ACTION ITEM
Let the output be exactly the lines from the one containing "Examine the image and enumerate every orange" through the end of the records below, both included.

(DATA Opens)

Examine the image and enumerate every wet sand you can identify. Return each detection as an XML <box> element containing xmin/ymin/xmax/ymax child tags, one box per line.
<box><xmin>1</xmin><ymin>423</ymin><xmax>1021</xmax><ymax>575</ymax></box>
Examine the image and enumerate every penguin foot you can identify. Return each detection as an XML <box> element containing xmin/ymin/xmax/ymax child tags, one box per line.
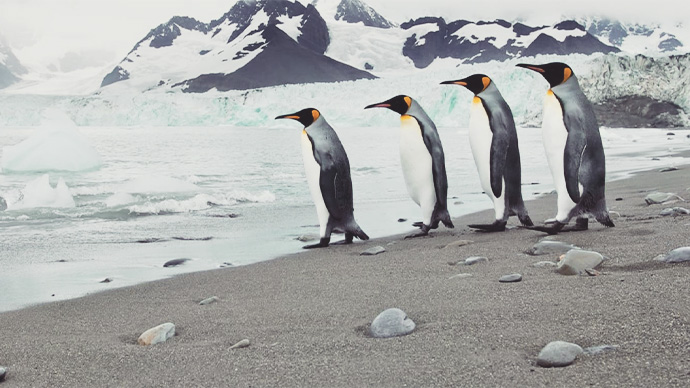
<box><xmin>522</xmin><ymin>222</ymin><xmax>566</xmax><ymax>235</ymax></box>
<box><xmin>468</xmin><ymin>220</ymin><xmax>507</xmax><ymax>232</ymax></box>
<box><xmin>412</xmin><ymin>221</ymin><xmax>424</xmax><ymax>228</ymax></box>
<box><xmin>518</xmin><ymin>215</ymin><xmax>534</xmax><ymax>227</ymax></box>
<box><xmin>329</xmin><ymin>238</ymin><xmax>353</xmax><ymax>246</ymax></box>
<box><xmin>559</xmin><ymin>218</ymin><xmax>589</xmax><ymax>233</ymax></box>
<box><xmin>405</xmin><ymin>224</ymin><xmax>431</xmax><ymax>239</ymax></box>
<box><xmin>302</xmin><ymin>237</ymin><xmax>330</xmax><ymax>249</ymax></box>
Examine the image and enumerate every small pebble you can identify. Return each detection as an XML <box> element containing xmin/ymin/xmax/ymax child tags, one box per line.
<box><xmin>138</xmin><ymin>323</ymin><xmax>175</xmax><ymax>346</ymax></box>
<box><xmin>220</xmin><ymin>262</ymin><xmax>233</xmax><ymax>268</ymax></box>
<box><xmin>660</xmin><ymin>207</ymin><xmax>690</xmax><ymax>216</ymax></box>
<box><xmin>397</xmin><ymin>218</ymin><xmax>407</xmax><ymax>222</ymax></box>
<box><xmin>443</xmin><ymin>240</ymin><xmax>474</xmax><ymax>249</ymax></box>
<box><xmin>230</xmin><ymin>339</ymin><xmax>251</xmax><ymax>349</ymax></box>
<box><xmin>584</xmin><ymin>268</ymin><xmax>601</xmax><ymax>276</ymax></box>
<box><xmin>295</xmin><ymin>234</ymin><xmax>318</xmax><ymax>242</ymax></box>
<box><xmin>100</xmin><ymin>277</ymin><xmax>113</xmax><ymax>283</ymax></box>
<box><xmin>199</xmin><ymin>296</ymin><xmax>220</xmax><ymax>305</ymax></box>
<box><xmin>464</xmin><ymin>256</ymin><xmax>488</xmax><ymax>265</ymax></box>
<box><xmin>163</xmin><ymin>258</ymin><xmax>191</xmax><ymax>267</ymax></box>
<box><xmin>666</xmin><ymin>132</ymin><xmax>675</xmax><ymax>136</ymax></box>
<box><xmin>361</xmin><ymin>246</ymin><xmax>386</xmax><ymax>256</ymax></box>
<box><xmin>659</xmin><ymin>167</ymin><xmax>679</xmax><ymax>172</ymax></box>
<box><xmin>537</xmin><ymin>341</ymin><xmax>583</xmax><ymax>367</ymax></box>
<box><xmin>499</xmin><ymin>273</ymin><xmax>522</xmax><ymax>283</ymax></box>
<box><xmin>369</xmin><ymin>308</ymin><xmax>416</xmax><ymax>338</ymax></box>
<box><xmin>615</xmin><ymin>197</ymin><xmax>623</xmax><ymax>201</ymax></box>
<box><xmin>449</xmin><ymin>273</ymin><xmax>472</xmax><ymax>280</ymax></box>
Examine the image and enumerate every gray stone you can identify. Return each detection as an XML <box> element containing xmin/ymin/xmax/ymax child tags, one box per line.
<box><xmin>659</xmin><ymin>166</ymin><xmax>679</xmax><ymax>172</ymax></box>
<box><xmin>199</xmin><ymin>296</ymin><xmax>220</xmax><ymax>305</ymax></box>
<box><xmin>443</xmin><ymin>240</ymin><xmax>474</xmax><ymax>249</ymax></box>
<box><xmin>464</xmin><ymin>256</ymin><xmax>488</xmax><ymax>265</ymax></box>
<box><xmin>537</xmin><ymin>341</ymin><xmax>583</xmax><ymax>367</ymax></box>
<box><xmin>526</xmin><ymin>240</ymin><xmax>580</xmax><ymax>256</ymax></box>
<box><xmin>448</xmin><ymin>273</ymin><xmax>473</xmax><ymax>280</ymax></box>
<box><xmin>660</xmin><ymin>207</ymin><xmax>690</xmax><ymax>216</ymax></box>
<box><xmin>499</xmin><ymin>273</ymin><xmax>522</xmax><ymax>283</ymax></box>
<box><xmin>295</xmin><ymin>234</ymin><xmax>318</xmax><ymax>242</ymax></box>
<box><xmin>361</xmin><ymin>246</ymin><xmax>386</xmax><ymax>256</ymax></box>
<box><xmin>137</xmin><ymin>322</ymin><xmax>175</xmax><ymax>346</ymax></box>
<box><xmin>0</xmin><ymin>366</ymin><xmax>6</xmax><ymax>382</ymax></box>
<box><xmin>533</xmin><ymin>261</ymin><xmax>558</xmax><ymax>268</ymax></box>
<box><xmin>100</xmin><ymin>277</ymin><xmax>113</xmax><ymax>283</ymax></box>
<box><xmin>557</xmin><ymin>250</ymin><xmax>604</xmax><ymax>276</ymax></box>
<box><xmin>369</xmin><ymin>308</ymin><xmax>415</xmax><ymax>338</ymax></box>
<box><xmin>645</xmin><ymin>192</ymin><xmax>684</xmax><ymax>205</ymax></box>
<box><xmin>229</xmin><ymin>339</ymin><xmax>250</xmax><ymax>349</ymax></box>
<box><xmin>163</xmin><ymin>258</ymin><xmax>191</xmax><ymax>267</ymax></box>
<box><xmin>654</xmin><ymin>247</ymin><xmax>690</xmax><ymax>263</ymax></box>
<box><xmin>583</xmin><ymin>344</ymin><xmax>619</xmax><ymax>355</ymax></box>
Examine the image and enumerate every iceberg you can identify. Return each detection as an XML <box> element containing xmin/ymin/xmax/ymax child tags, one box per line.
<box><xmin>1</xmin><ymin>109</ymin><xmax>102</xmax><ymax>173</ymax></box>
<box><xmin>10</xmin><ymin>174</ymin><xmax>76</xmax><ymax>209</ymax></box>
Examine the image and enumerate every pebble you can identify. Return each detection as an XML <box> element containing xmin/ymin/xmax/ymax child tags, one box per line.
<box><xmin>295</xmin><ymin>234</ymin><xmax>318</xmax><ymax>242</ymax></box>
<box><xmin>137</xmin><ymin>322</ymin><xmax>176</xmax><ymax>346</ymax></box>
<box><xmin>532</xmin><ymin>261</ymin><xmax>558</xmax><ymax>268</ymax></box>
<box><xmin>659</xmin><ymin>167</ymin><xmax>679</xmax><ymax>172</ymax></box>
<box><xmin>499</xmin><ymin>273</ymin><xmax>522</xmax><ymax>283</ymax></box>
<box><xmin>583</xmin><ymin>344</ymin><xmax>619</xmax><ymax>355</ymax></box>
<box><xmin>464</xmin><ymin>256</ymin><xmax>488</xmax><ymax>265</ymax></box>
<box><xmin>654</xmin><ymin>247</ymin><xmax>690</xmax><ymax>263</ymax></box>
<box><xmin>645</xmin><ymin>192</ymin><xmax>684</xmax><ymax>205</ymax></box>
<box><xmin>163</xmin><ymin>258</ymin><xmax>191</xmax><ymax>267</ymax></box>
<box><xmin>199</xmin><ymin>296</ymin><xmax>220</xmax><ymax>305</ymax></box>
<box><xmin>443</xmin><ymin>240</ymin><xmax>474</xmax><ymax>249</ymax></box>
<box><xmin>537</xmin><ymin>341</ymin><xmax>583</xmax><ymax>367</ymax></box>
<box><xmin>557</xmin><ymin>250</ymin><xmax>604</xmax><ymax>275</ymax></box>
<box><xmin>220</xmin><ymin>262</ymin><xmax>233</xmax><ymax>268</ymax></box>
<box><xmin>584</xmin><ymin>268</ymin><xmax>601</xmax><ymax>276</ymax></box>
<box><xmin>448</xmin><ymin>273</ymin><xmax>473</xmax><ymax>280</ymax></box>
<box><xmin>0</xmin><ymin>366</ymin><xmax>6</xmax><ymax>382</ymax></box>
<box><xmin>100</xmin><ymin>277</ymin><xmax>113</xmax><ymax>283</ymax></box>
<box><xmin>526</xmin><ymin>240</ymin><xmax>580</xmax><ymax>256</ymax></box>
<box><xmin>229</xmin><ymin>339</ymin><xmax>251</xmax><ymax>349</ymax></box>
<box><xmin>660</xmin><ymin>207</ymin><xmax>690</xmax><ymax>216</ymax></box>
<box><xmin>369</xmin><ymin>308</ymin><xmax>416</xmax><ymax>338</ymax></box>
<box><xmin>361</xmin><ymin>246</ymin><xmax>386</xmax><ymax>256</ymax></box>
<box><xmin>397</xmin><ymin>218</ymin><xmax>407</xmax><ymax>222</ymax></box>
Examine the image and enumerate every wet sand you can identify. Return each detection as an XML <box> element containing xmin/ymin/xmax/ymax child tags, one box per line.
<box><xmin>0</xmin><ymin>166</ymin><xmax>689</xmax><ymax>387</ymax></box>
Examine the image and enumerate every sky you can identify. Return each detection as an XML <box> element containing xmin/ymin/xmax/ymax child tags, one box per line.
<box><xmin>0</xmin><ymin>0</ymin><xmax>686</xmax><ymax>72</ymax></box>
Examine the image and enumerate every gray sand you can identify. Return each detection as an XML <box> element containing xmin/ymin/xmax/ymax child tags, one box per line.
<box><xmin>0</xmin><ymin>167</ymin><xmax>689</xmax><ymax>387</ymax></box>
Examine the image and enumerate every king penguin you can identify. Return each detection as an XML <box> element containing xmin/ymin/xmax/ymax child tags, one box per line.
<box><xmin>276</xmin><ymin>108</ymin><xmax>369</xmax><ymax>248</ymax></box>
<box><xmin>516</xmin><ymin>62</ymin><xmax>614</xmax><ymax>234</ymax></box>
<box><xmin>441</xmin><ymin>74</ymin><xmax>533</xmax><ymax>232</ymax></box>
<box><xmin>364</xmin><ymin>95</ymin><xmax>454</xmax><ymax>238</ymax></box>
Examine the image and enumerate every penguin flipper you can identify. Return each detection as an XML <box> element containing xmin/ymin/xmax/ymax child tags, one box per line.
<box><xmin>489</xmin><ymin>130</ymin><xmax>510</xmax><ymax>198</ymax></box>
<box><xmin>563</xmin><ymin>116</ymin><xmax>587</xmax><ymax>204</ymax></box>
<box><xmin>417</xmin><ymin>118</ymin><xmax>450</xmax><ymax>212</ymax></box>
<box><xmin>317</xmin><ymin>156</ymin><xmax>350</xmax><ymax>221</ymax></box>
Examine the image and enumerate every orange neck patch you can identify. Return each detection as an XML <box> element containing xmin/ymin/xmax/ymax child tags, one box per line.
<box><xmin>473</xmin><ymin>96</ymin><xmax>482</xmax><ymax>104</ymax></box>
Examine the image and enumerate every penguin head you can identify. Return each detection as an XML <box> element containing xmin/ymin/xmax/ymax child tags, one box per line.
<box><xmin>516</xmin><ymin>62</ymin><xmax>574</xmax><ymax>88</ymax></box>
<box><xmin>364</xmin><ymin>95</ymin><xmax>411</xmax><ymax>115</ymax></box>
<box><xmin>275</xmin><ymin>108</ymin><xmax>321</xmax><ymax>127</ymax></box>
<box><xmin>440</xmin><ymin>74</ymin><xmax>492</xmax><ymax>95</ymax></box>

(DATA Closes)

YOUR RESPONSE
Examine the image and enumerate every orange neck patch you can identify. Return each detection as an XML <box> element containing xmin/ymin/xmax/ymax child tags, one box per line.
<box><xmin>473</xmin><ymin>96</ymin><xmax>482</xmax><ymax>104</ymax></box>
Examine the image and enumerate every penguin head you can identify. Return each detection as an XML <box> element containing xmin/ymin/xmax/ymax child tags, one box per line.
<box><xmin>516</xmin><ymin>62</ymin><xmax>574</xmax><ymax>88</ymax></box>
<box><xmin>364</xmin><ymin>95</ymin><xmax>411</xmax><ymax>115</ymax></box>
<box><xmin>275</xmin><ymin>108</ymin><xmax>321</xmax><ymax>127</ymax></box>
<box><xmin>440</xmin><ymin>74</ymin><xmax>492</xmax><ymax>95</ymax></box>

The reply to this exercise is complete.